Stored items
== Segment start ==
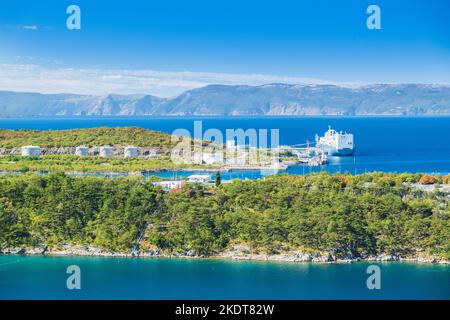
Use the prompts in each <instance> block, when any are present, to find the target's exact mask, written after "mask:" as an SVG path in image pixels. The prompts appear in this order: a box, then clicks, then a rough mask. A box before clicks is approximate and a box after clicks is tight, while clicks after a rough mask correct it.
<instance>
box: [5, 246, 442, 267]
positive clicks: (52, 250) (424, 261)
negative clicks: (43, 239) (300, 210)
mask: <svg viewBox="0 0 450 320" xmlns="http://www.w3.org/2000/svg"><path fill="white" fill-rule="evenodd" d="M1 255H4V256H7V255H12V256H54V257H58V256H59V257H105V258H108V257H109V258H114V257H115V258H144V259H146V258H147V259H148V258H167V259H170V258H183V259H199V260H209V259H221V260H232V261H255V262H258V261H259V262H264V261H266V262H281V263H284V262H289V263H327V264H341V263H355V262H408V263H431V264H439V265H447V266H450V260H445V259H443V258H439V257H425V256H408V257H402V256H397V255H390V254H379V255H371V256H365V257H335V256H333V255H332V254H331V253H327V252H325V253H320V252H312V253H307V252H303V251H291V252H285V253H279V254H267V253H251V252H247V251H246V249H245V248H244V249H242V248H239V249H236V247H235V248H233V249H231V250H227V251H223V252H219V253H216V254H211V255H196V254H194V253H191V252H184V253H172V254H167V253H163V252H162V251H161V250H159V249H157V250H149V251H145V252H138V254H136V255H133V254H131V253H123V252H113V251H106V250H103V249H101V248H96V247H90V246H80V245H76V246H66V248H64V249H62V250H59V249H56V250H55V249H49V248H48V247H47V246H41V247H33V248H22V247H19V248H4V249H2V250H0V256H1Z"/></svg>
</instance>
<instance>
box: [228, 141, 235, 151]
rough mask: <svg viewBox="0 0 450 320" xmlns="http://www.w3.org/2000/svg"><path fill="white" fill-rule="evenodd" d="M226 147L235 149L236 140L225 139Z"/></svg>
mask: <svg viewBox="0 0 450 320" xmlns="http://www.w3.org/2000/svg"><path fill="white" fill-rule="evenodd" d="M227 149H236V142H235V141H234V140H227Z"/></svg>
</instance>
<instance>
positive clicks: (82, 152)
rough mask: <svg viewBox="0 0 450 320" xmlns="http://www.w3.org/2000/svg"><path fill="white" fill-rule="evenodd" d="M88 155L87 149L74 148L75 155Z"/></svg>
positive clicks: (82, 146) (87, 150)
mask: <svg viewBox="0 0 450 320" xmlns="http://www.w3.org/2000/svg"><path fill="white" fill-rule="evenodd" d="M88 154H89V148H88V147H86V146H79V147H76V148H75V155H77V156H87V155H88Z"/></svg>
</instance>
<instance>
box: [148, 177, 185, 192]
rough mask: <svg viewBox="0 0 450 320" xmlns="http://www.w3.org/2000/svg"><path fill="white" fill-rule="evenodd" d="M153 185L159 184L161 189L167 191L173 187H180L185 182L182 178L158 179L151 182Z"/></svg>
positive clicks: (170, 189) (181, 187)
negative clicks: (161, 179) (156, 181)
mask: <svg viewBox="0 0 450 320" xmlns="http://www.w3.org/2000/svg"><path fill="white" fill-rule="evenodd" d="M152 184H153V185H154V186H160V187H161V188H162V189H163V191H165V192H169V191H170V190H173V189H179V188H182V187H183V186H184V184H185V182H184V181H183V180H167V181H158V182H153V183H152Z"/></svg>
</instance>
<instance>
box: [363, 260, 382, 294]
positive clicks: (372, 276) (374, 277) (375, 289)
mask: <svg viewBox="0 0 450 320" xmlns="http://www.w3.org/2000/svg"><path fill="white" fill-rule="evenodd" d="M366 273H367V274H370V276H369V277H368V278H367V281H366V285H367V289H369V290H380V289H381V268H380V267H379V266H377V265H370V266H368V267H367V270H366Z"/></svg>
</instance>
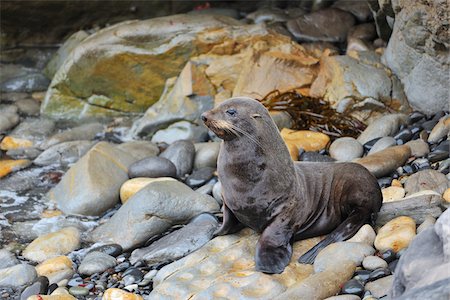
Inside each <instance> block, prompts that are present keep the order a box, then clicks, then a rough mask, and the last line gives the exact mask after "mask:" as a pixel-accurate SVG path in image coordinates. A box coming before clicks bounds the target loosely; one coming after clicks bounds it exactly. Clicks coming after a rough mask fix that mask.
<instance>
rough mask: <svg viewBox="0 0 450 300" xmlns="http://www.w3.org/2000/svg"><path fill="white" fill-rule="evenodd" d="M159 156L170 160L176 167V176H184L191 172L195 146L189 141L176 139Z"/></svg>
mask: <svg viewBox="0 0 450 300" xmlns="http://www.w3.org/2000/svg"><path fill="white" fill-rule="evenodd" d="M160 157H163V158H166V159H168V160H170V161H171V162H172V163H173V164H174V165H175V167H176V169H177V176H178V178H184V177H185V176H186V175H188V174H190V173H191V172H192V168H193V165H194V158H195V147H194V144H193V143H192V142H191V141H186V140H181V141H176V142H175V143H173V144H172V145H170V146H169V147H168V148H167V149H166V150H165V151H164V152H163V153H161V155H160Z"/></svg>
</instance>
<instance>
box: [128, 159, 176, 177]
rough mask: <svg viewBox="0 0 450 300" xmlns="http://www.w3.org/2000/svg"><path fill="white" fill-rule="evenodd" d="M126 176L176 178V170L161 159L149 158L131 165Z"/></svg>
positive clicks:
== Segment end ==
» Your goal: Please count the lines of the material above that contain the string "positive" and give only the number.

» Response below: 6